SUPPLIED PASSAGE =
—————
Lazy and infinite data structures

Most of the times, we face problems where the solutions can be expressed as simple IO functions. Given an input the answer to the problem can be determined by following a step by step algorithm.

single

There are cases though, that there are multiple answers to our problem, or the solutions’ space is just not finite (or seem to not be finite). Sometimes, even if the solution can be found operating on finite sets, is more elegant to write our algorithm by imagining that we operate in the infinite space of possible solutions.

space

What I mean by “a more elegant way” is that many times, is more readable to express the control flow of an algorithm with high level abstractions instead of low level primitives.

High Level Abstractions Low level primitives
map, filter if, while

The problem is that high level abstractions have their own cost, and certain limitations. For example in Javascript map creates a new intermediate array every time it is chained, and it requires to know the size of the iterable in advance.

Saying that we can be more elegant operating on the infinite space, may sound weird but in reality we do it all the time in our daily life. As long as an infinite construction is finitely describable, we can easily reason about it. Examples of these kind of constructions are:

  • Sets of strings over some alphabet
  • The set of all positive integers
  • Functions that map items between sets

Imagine that we have a list of 100000 integers [1,2,3,4,5,6, ... 100000] and we want to find the first 2 of them that satisfy a certain expression (and the calculation of that expression is time consuming). We could write that in a functional style

const satisfies = [1,2,3,4,5,6, ... , 100000]
  .map(heavyCalculation)
  .filter(satisfiesCondition)
—————
RECORDS PROVIDED =
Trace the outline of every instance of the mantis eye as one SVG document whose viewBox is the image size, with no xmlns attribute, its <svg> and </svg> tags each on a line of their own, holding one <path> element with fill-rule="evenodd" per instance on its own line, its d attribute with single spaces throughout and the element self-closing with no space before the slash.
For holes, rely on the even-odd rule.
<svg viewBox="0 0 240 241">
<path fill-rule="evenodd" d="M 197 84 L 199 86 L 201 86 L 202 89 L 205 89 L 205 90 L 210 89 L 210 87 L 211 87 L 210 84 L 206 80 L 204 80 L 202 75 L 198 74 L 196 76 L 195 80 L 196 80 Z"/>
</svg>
—————
STATED TASK = In the passage on lazy and infinite data structures, what does map in Javascript create each time it is chained?

TASK OUTPUT = A new intermediate array.